High Court decides the Goudappel appeal for workers compensation

The High Court today overturned the Court of Appeal decision in Goudappel.  In this bulletin, we discuss the decision and its ramifications.


Mr Goudappel sustained injury prior to 19 June 2012.  A general claim for compensation was lodged by him on 19 April 2010.  A formal claim for lump sum compensation pursuant to section 66 was made on 20 June 2012 for 6% WPI.  The respondent disputed the worker’s claim as the WPI assessment was not greater than 10%, as required by section 66(1) of the Workers Compensation Act 1987, (“the 1987 Act”) as amended.

The dispute was upheld by the President of the Workers Compensation Commission, on the basis the claim for impairment compensation was made after 19 June 2012 and did not reach the 11% WPI threshold.  That decision was overturned by the Court of Appeal who, in a unanimous decision, found the 2012 lump sum amendments did not apply to claims for compensation which were made before 19 June 2012, even if the lump sum claim was made on or after that date.  Effectively, the Court of Appeal found impairment claims for injuries suffered prior to 19 June 2012 were not affected by the 2012 amendments, as long as some form of claim had been made previously.

The respondent appealed the decision to the High Court seeking to overturn the Court of Appeal decision.  Primarily, the High Court looked at the correct approach to the construction of provisions in the 1987 Act authorising the making of regulations that have a transitional operation and which themselves amend the operation of the 1987 Act. 

The High Court decision

The High Court found clause 5(4) of Pt 19H of Schedule 6 enabled the making of clause 11 of Schedule 8 of the regulations which ultimately resulted in claims for lump sum compensation not specifically made prior to 19 June 2012 being invalid, if they did not result in a finding of over 10% WPI.  The regulation was declared valid by the High Court, thereby extinguishing Mr Goudappel’s entitlement to impairment compensation.

What does this mean?

  • The 11% threshold affects any impairment claim made on or after 19 June 2012;
  • Claims for section 67 compensation not made prior to 19 June 2012 are now invalid.

Issues still to be determined or clarified

Despite the High Court decision, there are still some potentially unresolved issues, namely:

  • Whether the 2012 amendments apply to Table of Disabilities claims (injuries prior to 1 January 2002);
  • Whether further (top up) claims are prevented by reason of section 66(1A);
  • The status of impairment claims, in particular section 67 entitlements, currently under negotiation, but not agreed.

We expect WorkCover will shortly issue directives surrounding these issues.

In practice

Looking ahead, we anticipate workers’ lawyers will delay the making of impairment claims until such time as they have obtained evidence of at least 11% WPI.  This is likely to result in the making of claims which incorporate assessments for other, but related, impairments such as gastrointestinal impairment (through the ingestion of medicine) or altered gait (linked to back impairment). 

Today’s decision will have the immediate effect of reducing the number of small claims for impairment compensation.

▶ _Dataset content_
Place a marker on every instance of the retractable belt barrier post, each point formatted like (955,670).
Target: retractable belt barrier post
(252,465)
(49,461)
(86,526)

▶ _Your task_
Reproduce the Goudappel bulletin word for word, everything from "Looking ahead, we" down to "to back impairment).".

▶ _Answer section_
Looking ahead, we anticipate workers’ lawyers will delay the making of impairment claims until such time as they have obtained evidence of at least 11% WPI.  This is likely to result in the making of claims which incorporate assessments for other, but related, impairments such as gastrointestinal impairment (through the ingestion of medicine) or altered gait (linked to back impairment).